Records to process.
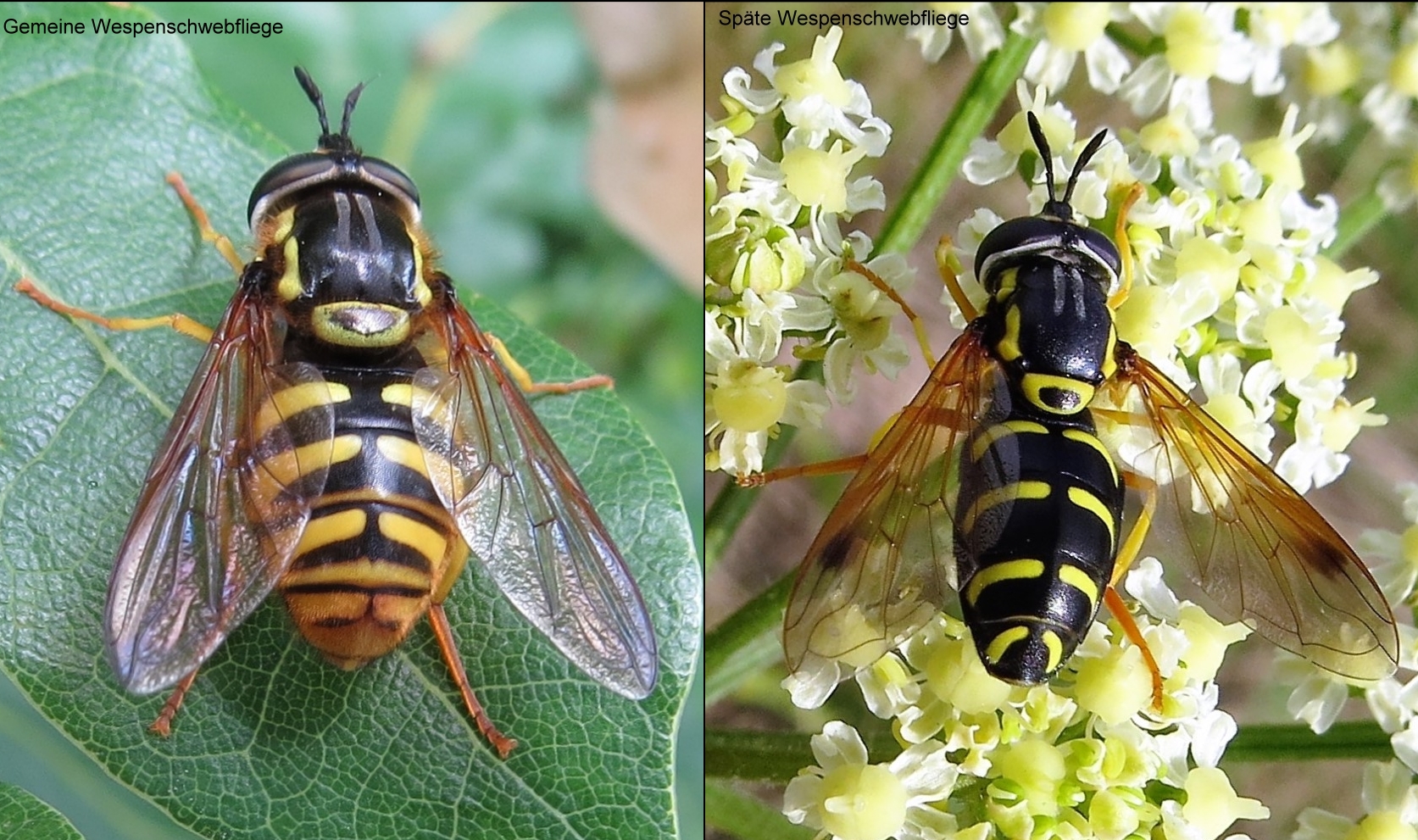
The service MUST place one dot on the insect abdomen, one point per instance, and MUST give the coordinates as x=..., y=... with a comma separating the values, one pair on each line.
x=379, y=541
x=1038, y=515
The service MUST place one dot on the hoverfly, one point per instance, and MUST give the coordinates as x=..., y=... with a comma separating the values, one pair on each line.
x=994, y=482
x=349, y=439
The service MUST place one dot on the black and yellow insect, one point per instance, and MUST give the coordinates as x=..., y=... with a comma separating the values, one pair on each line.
x=349, y=439
x=994, y=481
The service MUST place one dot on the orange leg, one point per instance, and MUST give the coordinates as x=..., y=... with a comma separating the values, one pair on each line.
x=1126, y=554
x=164, y=726
x=444, y=635
x=945, y=264
x=524, y=379
x=176, y=321
x=885, y=288
x=1123, y=248
x=848, y=465
x=221, y=243
x=1135, y=635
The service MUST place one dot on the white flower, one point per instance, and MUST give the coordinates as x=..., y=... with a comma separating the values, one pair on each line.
x=1200, y=43
x=1066, y=30
x=853, y=799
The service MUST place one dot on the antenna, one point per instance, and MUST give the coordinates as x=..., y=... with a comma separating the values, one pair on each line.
x=329, y=142
x=1057, y=206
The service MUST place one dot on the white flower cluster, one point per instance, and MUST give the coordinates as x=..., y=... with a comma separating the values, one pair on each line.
x=775, y=253
x=1348, y=65
x=1182, y=47
x=1232, y=288
x=977, y=758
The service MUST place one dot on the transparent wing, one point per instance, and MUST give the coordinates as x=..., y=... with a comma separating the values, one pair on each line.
x=220, y=515
x=525, y=515
x=1257, y=548
x=885, y=559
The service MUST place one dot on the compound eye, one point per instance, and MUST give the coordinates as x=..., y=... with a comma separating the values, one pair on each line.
x=1101, y=248
x=291, y=172
x=390, y=178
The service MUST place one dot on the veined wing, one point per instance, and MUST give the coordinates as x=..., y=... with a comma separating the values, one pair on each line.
x=223, y=505
x=885, y=559
x=1258, y=549
x=524, y=514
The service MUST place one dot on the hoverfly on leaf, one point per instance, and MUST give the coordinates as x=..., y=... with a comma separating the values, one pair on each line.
x=348, y=440
x=994, y=484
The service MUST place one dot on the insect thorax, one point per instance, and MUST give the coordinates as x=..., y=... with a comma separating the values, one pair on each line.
x=1049, y=324
x=348, y=271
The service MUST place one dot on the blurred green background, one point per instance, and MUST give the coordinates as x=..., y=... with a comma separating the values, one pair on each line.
x=492, y=124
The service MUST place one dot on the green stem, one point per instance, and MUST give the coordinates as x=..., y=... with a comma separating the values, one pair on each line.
x=746, y=816
x=745, y=642
x=1140, y=46
x=773, y=757
x=986, y=90
x=1354, y=221
x=1291, y=743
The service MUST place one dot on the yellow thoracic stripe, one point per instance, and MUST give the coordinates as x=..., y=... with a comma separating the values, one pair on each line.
x=1001, y=643
x=398, y=395
x=403, y=452
x=1009, y=347
x=362, y=572
x=1003, y=431
x=421, y=538
x=295, y=399
x=1093, y=504
x=1053, y=642
x=331, y=528
x=1021, y=570
x=1036, y=383
x=290, y=286
x=1084, y=437
x=1027, y=490
x=290, y=465
x=1078, y=579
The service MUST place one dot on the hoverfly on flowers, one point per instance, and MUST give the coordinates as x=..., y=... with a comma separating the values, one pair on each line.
x=349, y=439
x=996, y=482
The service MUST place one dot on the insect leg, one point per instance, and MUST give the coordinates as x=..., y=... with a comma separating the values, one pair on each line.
x=444, y=633
x=946, y=263
x=885, y=288
x=848, y=465
x=164, y=726
x=203, y=225
x=1126, y=554
x=1123, y=248
x=175, y=321
x=524, y=379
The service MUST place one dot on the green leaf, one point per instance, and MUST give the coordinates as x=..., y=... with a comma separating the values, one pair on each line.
x=271, y=741
x=25, y=816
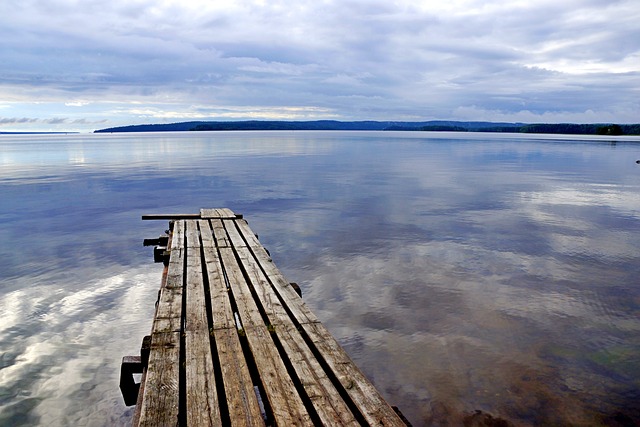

Required task.
Present all of the rows above as a numbered list, omitting blank lines and leaving the pictures out.

Output below.
1. The service MUST place one dot on the insect abdomen, one point per instance, and MUST give the coordinates as x=..., y=... with a comma separating the values, one pair on each line.
2. x=379, y=541
3. x=1038, y=515
4. The service MUST place one dot on the hoverfly, one point per instance, and MUST give the coordinates as x=..., y=... with a comma separating the values, one pair on each line.
5. x=994, y=482
6. x=349, y=439
7. The service MUST place one dot on the black and yellow insect, one point per instance, and MUST give the coordinates as x=..., y=... with a comma separating the values, one pair on each line.
8. x=349, y=439
9. x=994, y=481
10. The service MUST place one dot on the orange leg, one point per instance, and MUST give the coordinates as x=..., y=... with a comma separating the values, one pair on each line.
11. x=1126, y=554
12. x=164, y=726
13. x=444, y=635
14. x=945, y=264
15. x=524, y=379
16. x=176, y=321
17. x=885, y=288
18. x=1123, y=248
19. x=848, y=465
20. x=221, y=243
21. x=1135, y=635
22. The service MUST place one dot on the white flower, one point per instance, and MUST give the coordinates as x=..., y=... with a comma separating the values, one pair on each line.
23. x=1200, y=43
24. x=1066, y=30
25. x=853, y=799
26. The service MUST place one dot on the antenna, one point per instance, and MUST give the coordinates as x=..., y=... with a comma separating the values, one pair on each line.
27. x=329, y=142
28. x=1057, y=206
29. The service MUST place one dot on the white flower cluster, one point per instance, and MUST give the coordinates as x=..., y=... with a comma separating the values, one pair on each line.
30. x=775, y=253
31. x=1348, y=65
32. x=1182, y=47
33. x=1232, y=288
34. x=977, y=758
35. The service MUST place one dot on the transparent wing, one point per instance, and MUST give the coordinates as x=..., y=... with a comma separating the values, one pair on each line.
36. x=220, y=515
37. x=525, y=515
38. x=1257, y=548
39. x=885, y=559
40. The service MUST place one dot on the compound eye, one point per instance, and MUST give the coordinates as x=..., y=... with a comma separating the values, one pair on each line.
41. x=1101, y=248
42. x=291, y=172
43. x=390, y=178
44. The service MUST place one dot on the veined wing, one point per instance, and MUST give the coordinates as x=..., y=... with a comma separating the values, one pair on each line.
45. x=223, y=505
46. x=885, y=559
47. x=1258, y=549
48. x=524, y=514
49. The service MUST place one dot on the hoverfly on leaf, one point per instance, and MUST give the coordinates as x=..., y=... with a comma separating the values, one pair on each line.
50. x=348, y=440
51. x=994, y=484
52. The service MUST place one dot on the insect thorax, one point per instance, and MUST give the coordinates as x=..., y=... with a comma separating the values, one pair on each line.
53. x=1049, y=324
54. x=348, y=271
55. The service MUST place one dot on the blurred green background, one point per instance, and MUST give the coordinates as x=..., y=... with a comma separating the values, one pair on each line.
56. x=492, y=124
57. The service MUST place one dot on the green stem, one point per instance, and MUST give the coordinates as x=..., y=... with a comma separating the values, one pair on each line.
58. x=746, y=816
59. x=745, y=642
60. x=1140, y=46
61. x=773, y=757
62. x=986, y=90
63. x=1354, y=221
64. x=1291, y=743
65. The service MUST place one dot on the yellow thoracic stripe, one point per instance, and MUST give the coordinates as x=..., y=... with a comma separating the values, one pair on each line.
66. x=1001, y=643
67. x=398, y=395
68. x=403, y=452
69. x=1009, y=347
70. x=362, y=572
71. x=1003, y=431
72. x=421, y=538
73. x=295, y=399
74. x=1093, y=504
75. x=1053, y=642
76. x=331, y=528
77. x=1021, y=570
78. x=1036, y=383
79. x=290, y=286
80. x=1084, y=437
81. x=1027, y=490
82. x=290, y=465
83. x=1078, y=579
84. The service MUST place one dot on the hoverfly on flowers, one point per instance, and MUST give the coordinates as x=..., y=... with a comma separating the values, one pair on each line.
85. x=349, y=439
86. x=996, y=482
87. The service MUST place one dot on the insect leg, one point per instance, and MUST give the coordinates as x=..., y=... with a comma separating the values, one pair on each line.
88. x=444, y=633
89. x=946, y=263
90. x=885, y=288
91. x=848, y=465
92. x=164, y=726
93. x=203, y=225
94. x=1126, y=554
95. x=1123, y=248
96. x=175, y=321
97. x=524, y=379
98. The service MUST place one dot on the green leaf, one point per instance, and MUST give the coordinates as x=..., y=... with a comma separating the values, one pair on each line.
99. x=271, y=741
100. x=25, y=816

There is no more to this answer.